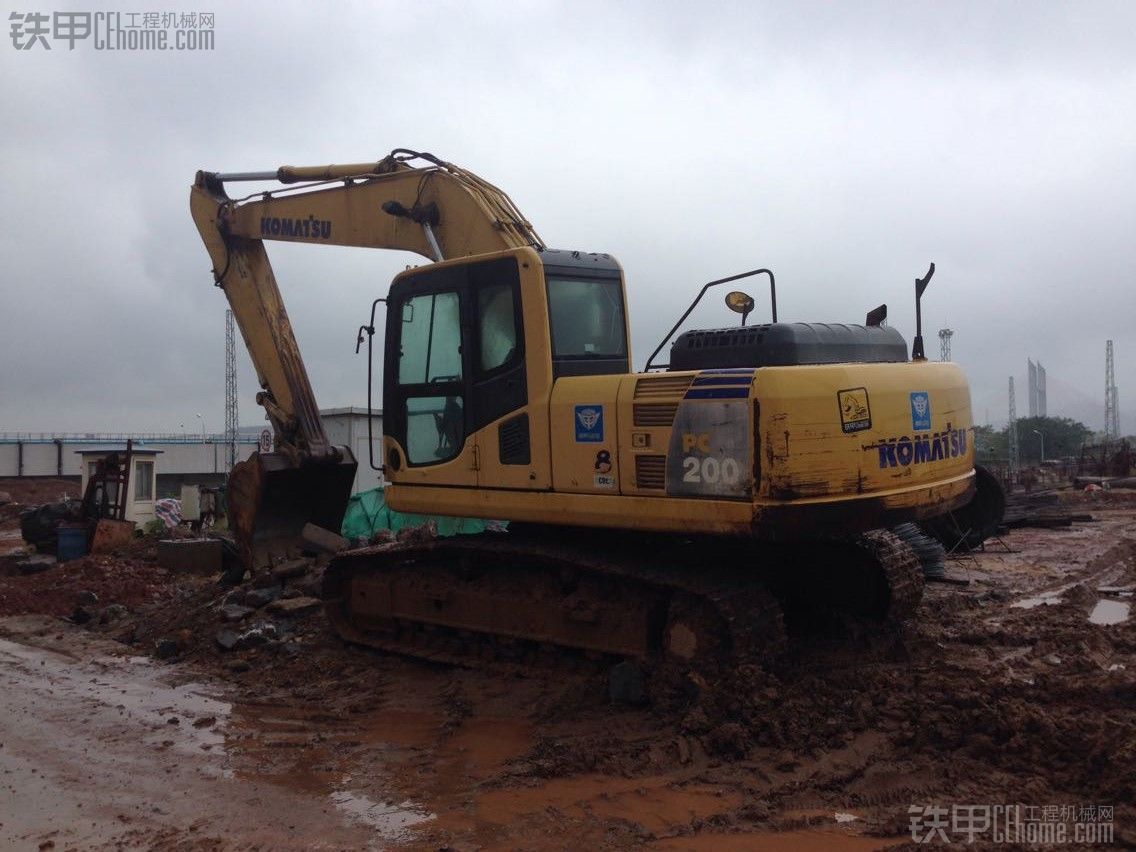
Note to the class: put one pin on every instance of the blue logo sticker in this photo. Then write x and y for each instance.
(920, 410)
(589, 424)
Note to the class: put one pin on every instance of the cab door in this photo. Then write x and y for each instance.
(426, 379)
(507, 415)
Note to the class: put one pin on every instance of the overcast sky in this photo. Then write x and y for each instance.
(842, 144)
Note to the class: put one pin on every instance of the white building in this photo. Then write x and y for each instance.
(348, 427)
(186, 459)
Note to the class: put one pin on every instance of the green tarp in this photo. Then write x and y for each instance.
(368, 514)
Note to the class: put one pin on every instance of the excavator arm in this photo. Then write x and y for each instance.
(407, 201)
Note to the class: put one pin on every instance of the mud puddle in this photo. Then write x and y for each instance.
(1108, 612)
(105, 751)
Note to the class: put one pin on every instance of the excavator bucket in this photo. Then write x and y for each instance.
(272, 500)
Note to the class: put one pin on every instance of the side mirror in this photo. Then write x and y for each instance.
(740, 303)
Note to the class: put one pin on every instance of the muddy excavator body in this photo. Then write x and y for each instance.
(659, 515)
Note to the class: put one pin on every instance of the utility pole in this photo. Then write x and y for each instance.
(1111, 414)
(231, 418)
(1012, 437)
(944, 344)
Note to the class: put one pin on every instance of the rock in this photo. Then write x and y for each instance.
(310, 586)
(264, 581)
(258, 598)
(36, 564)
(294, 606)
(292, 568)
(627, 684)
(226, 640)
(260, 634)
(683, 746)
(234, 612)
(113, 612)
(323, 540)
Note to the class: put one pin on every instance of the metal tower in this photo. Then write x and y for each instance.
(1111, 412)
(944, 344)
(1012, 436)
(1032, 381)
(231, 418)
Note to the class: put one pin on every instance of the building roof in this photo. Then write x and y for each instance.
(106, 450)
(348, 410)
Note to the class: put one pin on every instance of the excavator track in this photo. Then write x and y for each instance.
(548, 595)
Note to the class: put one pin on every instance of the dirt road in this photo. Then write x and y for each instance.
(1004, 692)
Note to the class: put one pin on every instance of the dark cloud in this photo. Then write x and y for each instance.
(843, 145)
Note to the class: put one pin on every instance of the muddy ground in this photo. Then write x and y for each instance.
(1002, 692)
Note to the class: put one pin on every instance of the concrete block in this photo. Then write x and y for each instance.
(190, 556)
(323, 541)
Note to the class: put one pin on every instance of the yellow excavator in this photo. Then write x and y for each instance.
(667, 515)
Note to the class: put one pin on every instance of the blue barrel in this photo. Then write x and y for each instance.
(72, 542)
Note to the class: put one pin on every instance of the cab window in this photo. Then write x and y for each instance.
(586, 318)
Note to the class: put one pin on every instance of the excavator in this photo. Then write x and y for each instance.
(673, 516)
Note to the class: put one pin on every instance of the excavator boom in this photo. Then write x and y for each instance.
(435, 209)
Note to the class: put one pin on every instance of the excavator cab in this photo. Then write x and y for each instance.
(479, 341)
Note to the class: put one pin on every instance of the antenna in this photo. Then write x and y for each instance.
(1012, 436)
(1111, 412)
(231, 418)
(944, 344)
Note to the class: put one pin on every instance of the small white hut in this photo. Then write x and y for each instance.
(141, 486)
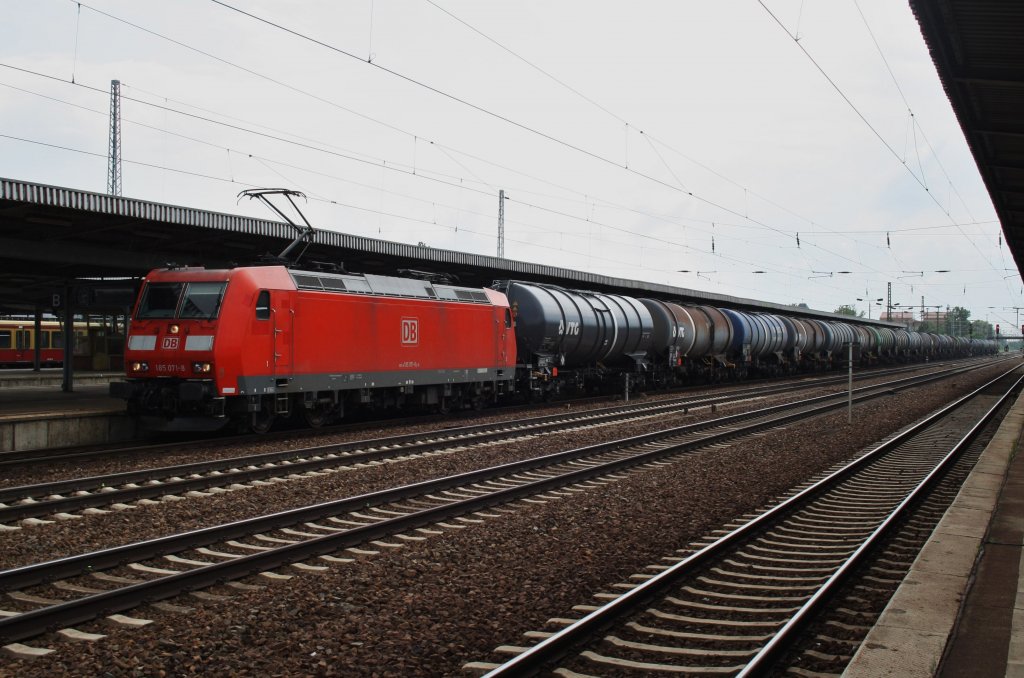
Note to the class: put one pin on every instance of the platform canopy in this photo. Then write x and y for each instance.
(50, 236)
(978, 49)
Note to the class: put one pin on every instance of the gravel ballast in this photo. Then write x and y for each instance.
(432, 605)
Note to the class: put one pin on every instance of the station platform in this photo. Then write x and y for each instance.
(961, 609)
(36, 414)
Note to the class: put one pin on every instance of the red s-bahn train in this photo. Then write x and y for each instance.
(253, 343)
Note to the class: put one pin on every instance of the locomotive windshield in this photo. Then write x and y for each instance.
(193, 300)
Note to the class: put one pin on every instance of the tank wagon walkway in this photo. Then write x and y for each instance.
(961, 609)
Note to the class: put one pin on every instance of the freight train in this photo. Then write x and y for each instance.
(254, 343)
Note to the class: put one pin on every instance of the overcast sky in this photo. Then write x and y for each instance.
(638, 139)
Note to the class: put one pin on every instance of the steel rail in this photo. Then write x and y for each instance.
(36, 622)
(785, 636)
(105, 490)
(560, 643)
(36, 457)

...

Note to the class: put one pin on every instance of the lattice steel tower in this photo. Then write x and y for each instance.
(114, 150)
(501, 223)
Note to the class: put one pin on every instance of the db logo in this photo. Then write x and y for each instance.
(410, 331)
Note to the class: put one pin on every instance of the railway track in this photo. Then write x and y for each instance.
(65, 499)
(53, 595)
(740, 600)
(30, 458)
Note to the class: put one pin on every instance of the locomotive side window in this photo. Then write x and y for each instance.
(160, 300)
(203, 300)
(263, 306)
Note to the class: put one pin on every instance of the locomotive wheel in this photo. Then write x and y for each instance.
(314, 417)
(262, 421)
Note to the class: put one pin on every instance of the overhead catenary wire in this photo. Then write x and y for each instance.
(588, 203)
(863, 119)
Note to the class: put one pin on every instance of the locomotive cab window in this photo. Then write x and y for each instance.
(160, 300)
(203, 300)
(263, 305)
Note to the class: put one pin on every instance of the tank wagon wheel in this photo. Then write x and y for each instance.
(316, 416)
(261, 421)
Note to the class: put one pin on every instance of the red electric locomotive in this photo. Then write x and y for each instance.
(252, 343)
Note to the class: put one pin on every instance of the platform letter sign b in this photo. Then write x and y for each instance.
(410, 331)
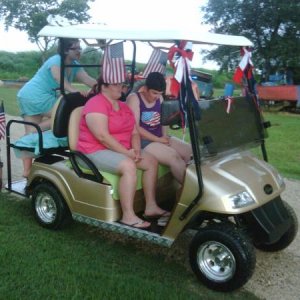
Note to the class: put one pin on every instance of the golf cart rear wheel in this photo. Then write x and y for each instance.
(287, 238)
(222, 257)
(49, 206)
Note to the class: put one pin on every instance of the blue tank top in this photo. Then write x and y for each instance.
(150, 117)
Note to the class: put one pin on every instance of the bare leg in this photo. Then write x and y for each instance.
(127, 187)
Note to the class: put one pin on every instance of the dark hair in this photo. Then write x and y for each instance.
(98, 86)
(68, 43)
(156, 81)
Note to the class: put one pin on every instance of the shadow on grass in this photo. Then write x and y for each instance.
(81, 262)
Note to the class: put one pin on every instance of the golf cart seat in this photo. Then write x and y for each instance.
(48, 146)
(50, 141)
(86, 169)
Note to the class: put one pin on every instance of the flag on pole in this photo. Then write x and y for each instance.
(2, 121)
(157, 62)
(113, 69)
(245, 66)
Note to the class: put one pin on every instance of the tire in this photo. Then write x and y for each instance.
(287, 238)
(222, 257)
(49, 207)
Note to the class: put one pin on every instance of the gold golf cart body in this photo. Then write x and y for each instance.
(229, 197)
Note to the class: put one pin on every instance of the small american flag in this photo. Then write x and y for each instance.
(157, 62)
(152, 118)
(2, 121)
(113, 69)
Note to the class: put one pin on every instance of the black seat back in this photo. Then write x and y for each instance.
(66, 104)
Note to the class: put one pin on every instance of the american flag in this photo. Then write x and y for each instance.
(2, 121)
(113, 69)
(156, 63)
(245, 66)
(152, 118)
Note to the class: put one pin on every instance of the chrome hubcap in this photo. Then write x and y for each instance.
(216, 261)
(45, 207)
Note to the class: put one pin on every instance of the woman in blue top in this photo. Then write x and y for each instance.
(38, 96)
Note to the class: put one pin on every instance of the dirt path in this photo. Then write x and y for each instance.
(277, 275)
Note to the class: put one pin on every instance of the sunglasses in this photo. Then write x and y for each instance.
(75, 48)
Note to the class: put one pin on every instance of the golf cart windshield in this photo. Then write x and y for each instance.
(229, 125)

---

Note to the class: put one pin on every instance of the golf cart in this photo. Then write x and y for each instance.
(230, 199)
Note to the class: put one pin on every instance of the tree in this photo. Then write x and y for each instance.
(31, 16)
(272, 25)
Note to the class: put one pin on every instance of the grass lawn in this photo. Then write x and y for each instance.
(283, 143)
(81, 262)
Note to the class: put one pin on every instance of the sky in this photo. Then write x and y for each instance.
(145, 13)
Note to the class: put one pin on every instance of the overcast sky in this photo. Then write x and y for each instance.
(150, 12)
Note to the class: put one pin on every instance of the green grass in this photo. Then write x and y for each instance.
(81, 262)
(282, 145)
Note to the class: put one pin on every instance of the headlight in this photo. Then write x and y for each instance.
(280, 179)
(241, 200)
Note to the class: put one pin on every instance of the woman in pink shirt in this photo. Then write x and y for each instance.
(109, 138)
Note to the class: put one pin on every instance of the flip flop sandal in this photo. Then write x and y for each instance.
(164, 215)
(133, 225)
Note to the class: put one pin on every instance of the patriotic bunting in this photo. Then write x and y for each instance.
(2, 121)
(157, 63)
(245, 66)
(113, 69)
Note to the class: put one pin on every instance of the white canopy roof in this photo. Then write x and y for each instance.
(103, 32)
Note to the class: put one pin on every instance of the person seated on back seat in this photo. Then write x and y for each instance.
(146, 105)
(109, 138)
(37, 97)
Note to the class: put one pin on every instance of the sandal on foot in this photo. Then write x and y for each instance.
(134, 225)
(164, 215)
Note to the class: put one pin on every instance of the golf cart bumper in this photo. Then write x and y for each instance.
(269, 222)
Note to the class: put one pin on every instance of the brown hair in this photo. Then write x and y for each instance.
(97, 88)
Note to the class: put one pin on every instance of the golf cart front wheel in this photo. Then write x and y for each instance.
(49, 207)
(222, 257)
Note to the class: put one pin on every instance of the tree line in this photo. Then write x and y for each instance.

**SHORT PROBLEM:** Gather each line of the records above that contains the word "dirt" and copy those lines unchanged. Case counts.

**EXERCISE SOLUTION:**
Note to the class: put one pin on every instance of the dirt road in this photo. Then write x and y for each instance.
Note to the class: put one pin on every instance of the dirt path in this photo. Then write x and y for each instance.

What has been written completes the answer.